Supplied passage:
## START

Forest ecosystems play a crucial role in mitigating climate change. To assess and quantify the specific emissions reduction benefits of forest carbon sequestration, this study used a combination of backpropagation neural networks, biomass conversion factor method, and logistic models to predict the carbon-neutral contribution from existing forests, planned afforestation, and forest tending activities in China from 2021 to 2060. The results showed that (1) the emissions reduction contribution of forestry pathways in China was 7.91% (8588.61 MtCO 2 ) at the carbon peak stage and 8.71% (24,932.73 MtCO 2 ) at the carbon-neutral stage; (2) the southwest was the main contributing region, while the east and north lagged; (3) afforestation activities made the largest emission reduction contribution during the forecast period, while the contribution of existing forests continued to decline; and (4) carbon sequestration contribution by different forest origins was comparable during the carbon peak, while the contribution of plantation forests was expected to surpass that of natural forests during the carbon-neutral period. In order to maximize the benefits of the carbon-neutral pathway of forestry, it is necessary to enhance the policy frameworks related to forestry activities, forestry financial investment systems, and sustainable forest management systems to maximize the potential of this sector. Furthermore, more focus should be placed on reduction sectors to ensure the timely achievement of carbon goals and boost sustainable development in the context of climate change.

## END

Data supplied:
## START

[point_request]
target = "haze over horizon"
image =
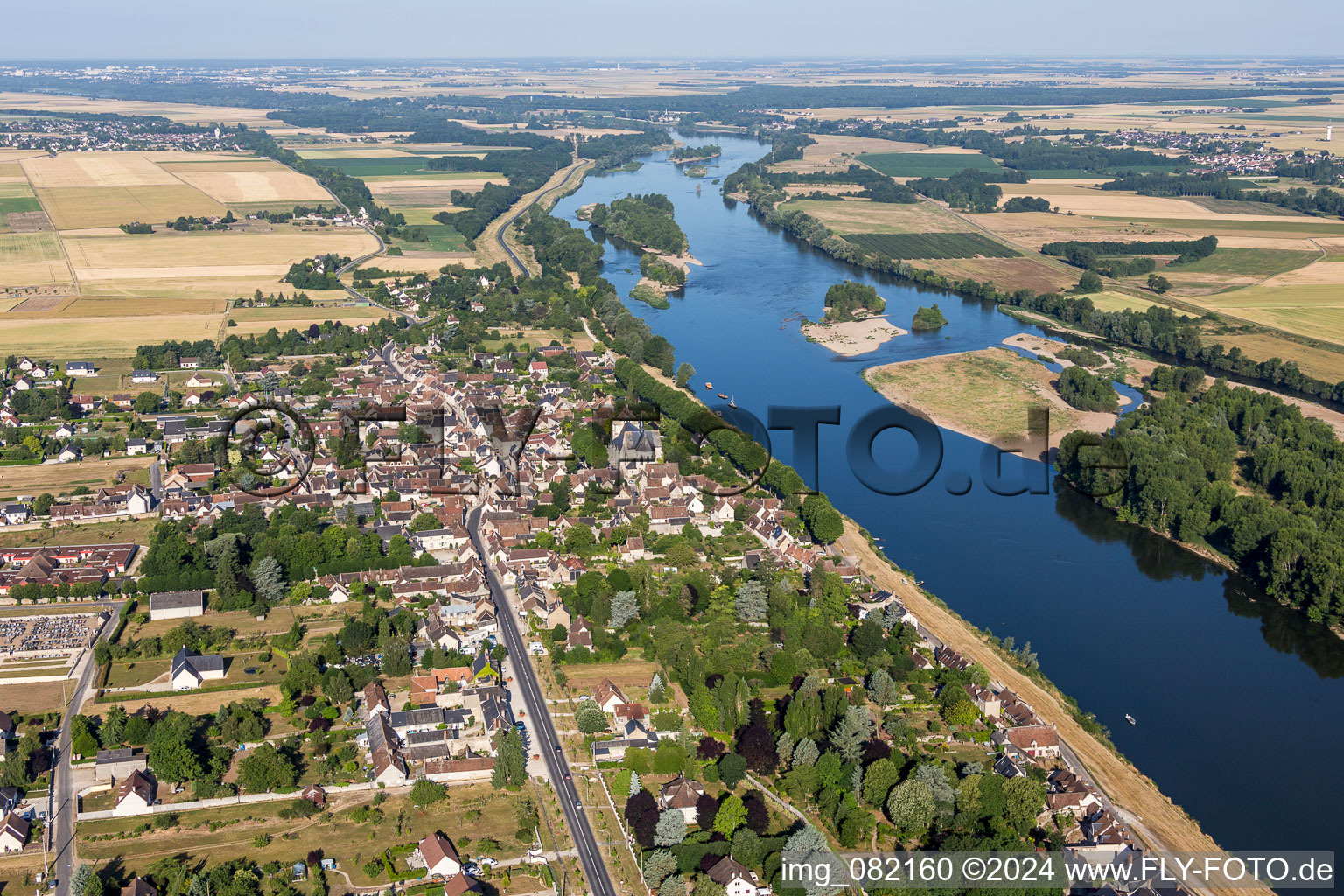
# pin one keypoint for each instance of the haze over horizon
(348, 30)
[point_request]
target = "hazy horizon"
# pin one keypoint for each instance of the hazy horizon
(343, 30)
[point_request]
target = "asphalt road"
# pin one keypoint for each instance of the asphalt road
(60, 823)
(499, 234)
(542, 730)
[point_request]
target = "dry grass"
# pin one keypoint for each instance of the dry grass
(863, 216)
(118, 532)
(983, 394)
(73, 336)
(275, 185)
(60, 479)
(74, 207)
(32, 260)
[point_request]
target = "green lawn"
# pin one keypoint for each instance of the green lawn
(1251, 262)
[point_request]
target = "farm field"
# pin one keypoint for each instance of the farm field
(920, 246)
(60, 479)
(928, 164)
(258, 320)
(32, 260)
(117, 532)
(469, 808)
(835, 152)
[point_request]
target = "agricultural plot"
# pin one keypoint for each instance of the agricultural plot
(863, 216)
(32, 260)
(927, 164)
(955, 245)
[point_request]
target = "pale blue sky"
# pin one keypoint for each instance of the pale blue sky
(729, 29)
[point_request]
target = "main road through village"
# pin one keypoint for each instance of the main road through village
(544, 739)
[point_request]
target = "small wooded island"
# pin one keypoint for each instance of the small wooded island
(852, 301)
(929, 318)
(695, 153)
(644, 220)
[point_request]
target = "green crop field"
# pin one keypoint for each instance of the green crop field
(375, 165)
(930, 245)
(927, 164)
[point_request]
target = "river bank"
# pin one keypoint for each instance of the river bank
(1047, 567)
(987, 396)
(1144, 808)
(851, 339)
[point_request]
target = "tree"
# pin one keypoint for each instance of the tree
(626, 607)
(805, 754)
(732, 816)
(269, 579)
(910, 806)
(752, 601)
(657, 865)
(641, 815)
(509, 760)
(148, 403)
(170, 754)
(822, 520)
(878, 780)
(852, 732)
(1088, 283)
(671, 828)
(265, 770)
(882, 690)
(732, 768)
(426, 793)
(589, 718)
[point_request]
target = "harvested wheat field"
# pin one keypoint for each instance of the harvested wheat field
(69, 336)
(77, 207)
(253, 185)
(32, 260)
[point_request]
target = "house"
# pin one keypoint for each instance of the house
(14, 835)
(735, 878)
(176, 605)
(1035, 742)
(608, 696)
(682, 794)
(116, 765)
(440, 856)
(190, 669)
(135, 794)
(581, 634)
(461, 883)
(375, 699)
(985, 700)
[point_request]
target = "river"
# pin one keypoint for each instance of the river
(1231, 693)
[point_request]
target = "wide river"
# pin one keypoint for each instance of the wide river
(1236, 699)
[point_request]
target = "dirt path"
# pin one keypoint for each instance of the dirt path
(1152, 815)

## END

Aim of the task:
According to the passage on forest carbon sequestration in China, why should more focus be placed on reduction sectors? Answer in one to three sentences. The lines on this page were drawn from a separate source.

Exercise response:
More focus on reduction sectors is meant to ensure that carbon goals are achieved on time. It is also meant to boost sustainable development in the context of climate change.